Records for pointing at named objects

━━━━━━━━━━━━━━━━

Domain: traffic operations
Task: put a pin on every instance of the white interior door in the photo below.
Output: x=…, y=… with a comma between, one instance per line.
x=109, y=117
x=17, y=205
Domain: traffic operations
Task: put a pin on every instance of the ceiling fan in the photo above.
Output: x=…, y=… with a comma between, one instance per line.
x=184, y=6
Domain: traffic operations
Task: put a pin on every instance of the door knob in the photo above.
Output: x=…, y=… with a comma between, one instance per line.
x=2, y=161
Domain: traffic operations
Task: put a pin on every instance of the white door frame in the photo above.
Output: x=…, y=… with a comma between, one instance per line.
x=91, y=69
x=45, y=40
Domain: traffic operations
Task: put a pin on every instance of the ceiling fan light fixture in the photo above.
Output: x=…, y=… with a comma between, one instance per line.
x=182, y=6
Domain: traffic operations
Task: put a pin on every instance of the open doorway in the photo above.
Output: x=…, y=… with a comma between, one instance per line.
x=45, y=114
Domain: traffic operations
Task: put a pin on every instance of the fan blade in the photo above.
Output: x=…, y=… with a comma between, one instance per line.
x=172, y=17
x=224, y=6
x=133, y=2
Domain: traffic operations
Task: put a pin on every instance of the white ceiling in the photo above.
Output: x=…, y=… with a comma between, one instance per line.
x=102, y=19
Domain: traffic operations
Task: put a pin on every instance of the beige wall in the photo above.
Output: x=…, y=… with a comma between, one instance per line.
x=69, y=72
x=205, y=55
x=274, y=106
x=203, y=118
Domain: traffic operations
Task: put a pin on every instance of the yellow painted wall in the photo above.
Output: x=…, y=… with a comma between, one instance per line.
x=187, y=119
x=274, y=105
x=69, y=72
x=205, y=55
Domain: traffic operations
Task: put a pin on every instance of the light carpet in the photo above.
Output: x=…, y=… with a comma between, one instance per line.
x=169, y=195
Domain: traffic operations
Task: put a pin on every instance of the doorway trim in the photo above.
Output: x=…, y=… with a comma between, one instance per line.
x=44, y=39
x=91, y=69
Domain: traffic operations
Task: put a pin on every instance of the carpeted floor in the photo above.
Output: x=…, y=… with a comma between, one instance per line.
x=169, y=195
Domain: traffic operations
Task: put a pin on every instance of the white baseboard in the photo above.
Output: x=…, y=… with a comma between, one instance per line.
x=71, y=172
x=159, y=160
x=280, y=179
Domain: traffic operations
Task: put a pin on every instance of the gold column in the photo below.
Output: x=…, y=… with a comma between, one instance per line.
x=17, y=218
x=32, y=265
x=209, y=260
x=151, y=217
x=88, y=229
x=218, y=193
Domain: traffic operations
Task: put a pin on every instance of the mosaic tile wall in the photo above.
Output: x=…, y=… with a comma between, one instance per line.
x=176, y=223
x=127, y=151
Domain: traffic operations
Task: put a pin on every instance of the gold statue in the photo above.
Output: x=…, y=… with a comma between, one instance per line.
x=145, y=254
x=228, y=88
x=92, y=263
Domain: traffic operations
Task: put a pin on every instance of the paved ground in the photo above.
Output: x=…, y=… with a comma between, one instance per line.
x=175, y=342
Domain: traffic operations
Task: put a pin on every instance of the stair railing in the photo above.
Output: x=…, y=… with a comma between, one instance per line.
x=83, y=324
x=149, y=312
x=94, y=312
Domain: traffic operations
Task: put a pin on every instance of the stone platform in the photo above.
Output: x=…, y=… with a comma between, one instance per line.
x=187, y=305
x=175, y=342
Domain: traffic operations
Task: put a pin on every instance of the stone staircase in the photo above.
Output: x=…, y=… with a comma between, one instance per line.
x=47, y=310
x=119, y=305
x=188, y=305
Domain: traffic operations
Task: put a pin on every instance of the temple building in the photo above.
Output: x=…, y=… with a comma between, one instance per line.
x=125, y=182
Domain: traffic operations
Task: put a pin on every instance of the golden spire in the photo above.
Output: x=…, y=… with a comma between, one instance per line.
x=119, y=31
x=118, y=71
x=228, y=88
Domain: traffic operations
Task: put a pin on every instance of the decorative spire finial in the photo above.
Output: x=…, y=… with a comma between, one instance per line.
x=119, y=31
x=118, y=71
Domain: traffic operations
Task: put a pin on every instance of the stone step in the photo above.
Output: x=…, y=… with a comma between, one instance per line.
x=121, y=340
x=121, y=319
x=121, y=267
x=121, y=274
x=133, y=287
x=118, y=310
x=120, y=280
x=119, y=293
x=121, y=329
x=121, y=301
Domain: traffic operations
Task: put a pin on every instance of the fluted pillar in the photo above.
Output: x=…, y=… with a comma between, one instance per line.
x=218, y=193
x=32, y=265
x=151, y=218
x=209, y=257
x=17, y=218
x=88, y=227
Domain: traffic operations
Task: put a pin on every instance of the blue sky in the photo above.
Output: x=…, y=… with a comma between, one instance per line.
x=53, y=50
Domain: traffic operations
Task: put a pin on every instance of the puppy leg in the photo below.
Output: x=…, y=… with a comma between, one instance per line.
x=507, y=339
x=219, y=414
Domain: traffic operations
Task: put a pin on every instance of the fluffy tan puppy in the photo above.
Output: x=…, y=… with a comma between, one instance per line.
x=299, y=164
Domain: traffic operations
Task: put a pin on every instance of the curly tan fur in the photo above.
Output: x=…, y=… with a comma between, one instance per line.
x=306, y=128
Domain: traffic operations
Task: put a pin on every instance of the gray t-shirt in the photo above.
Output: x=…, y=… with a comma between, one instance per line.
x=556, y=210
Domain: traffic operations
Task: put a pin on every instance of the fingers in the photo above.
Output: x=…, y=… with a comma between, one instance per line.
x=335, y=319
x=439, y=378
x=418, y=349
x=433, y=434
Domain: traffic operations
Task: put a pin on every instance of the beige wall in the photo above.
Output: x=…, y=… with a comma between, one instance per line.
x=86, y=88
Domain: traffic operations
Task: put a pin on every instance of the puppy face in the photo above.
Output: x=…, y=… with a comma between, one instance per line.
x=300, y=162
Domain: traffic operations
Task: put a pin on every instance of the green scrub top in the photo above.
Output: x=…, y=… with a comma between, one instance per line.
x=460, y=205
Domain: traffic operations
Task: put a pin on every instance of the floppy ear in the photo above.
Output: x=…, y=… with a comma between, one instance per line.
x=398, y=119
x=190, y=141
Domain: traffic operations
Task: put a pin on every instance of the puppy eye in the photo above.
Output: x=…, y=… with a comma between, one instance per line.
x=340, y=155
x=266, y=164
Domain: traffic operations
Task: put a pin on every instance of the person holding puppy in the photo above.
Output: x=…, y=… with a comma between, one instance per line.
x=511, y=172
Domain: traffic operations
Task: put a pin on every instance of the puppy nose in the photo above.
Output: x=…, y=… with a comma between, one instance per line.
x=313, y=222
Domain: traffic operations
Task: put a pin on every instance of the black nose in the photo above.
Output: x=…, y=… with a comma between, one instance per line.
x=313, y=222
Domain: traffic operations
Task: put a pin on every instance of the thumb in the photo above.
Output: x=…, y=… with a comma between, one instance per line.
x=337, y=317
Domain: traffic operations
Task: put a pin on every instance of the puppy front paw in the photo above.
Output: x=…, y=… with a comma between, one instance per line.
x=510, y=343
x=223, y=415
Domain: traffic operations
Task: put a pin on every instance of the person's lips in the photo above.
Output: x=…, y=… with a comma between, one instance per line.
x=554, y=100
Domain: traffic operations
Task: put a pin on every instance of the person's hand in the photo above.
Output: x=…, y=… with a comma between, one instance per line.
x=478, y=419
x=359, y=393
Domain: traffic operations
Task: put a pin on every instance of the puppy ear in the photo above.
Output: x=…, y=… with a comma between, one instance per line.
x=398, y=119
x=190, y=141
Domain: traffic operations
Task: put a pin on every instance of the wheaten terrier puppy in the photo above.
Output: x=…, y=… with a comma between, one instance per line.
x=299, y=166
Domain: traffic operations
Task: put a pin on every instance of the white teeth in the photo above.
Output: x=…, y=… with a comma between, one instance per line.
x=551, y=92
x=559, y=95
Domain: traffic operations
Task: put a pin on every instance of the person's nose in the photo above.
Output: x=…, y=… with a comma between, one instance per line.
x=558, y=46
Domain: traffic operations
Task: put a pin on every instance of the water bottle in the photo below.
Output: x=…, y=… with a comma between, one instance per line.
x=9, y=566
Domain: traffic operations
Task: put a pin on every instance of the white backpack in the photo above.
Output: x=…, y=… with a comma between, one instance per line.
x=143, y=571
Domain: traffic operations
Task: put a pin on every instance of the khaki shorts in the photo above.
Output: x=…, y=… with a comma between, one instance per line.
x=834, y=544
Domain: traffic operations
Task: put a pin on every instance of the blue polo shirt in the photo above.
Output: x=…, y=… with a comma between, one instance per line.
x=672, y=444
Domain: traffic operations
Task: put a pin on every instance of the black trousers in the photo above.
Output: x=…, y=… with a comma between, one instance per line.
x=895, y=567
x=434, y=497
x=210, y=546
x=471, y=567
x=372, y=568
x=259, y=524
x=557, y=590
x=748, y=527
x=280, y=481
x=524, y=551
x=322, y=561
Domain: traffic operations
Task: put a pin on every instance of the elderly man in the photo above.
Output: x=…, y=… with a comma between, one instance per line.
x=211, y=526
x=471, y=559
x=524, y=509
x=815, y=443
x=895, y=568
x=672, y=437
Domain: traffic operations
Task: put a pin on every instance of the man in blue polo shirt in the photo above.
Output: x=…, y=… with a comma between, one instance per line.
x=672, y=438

━━━━━━━━━━━━━━━━

◆ **TASK DESCRIPTION**: Please count how many lines of the records contain the string "black", with case counting, and give only that number.

◆ **FINISHED TASK**: 2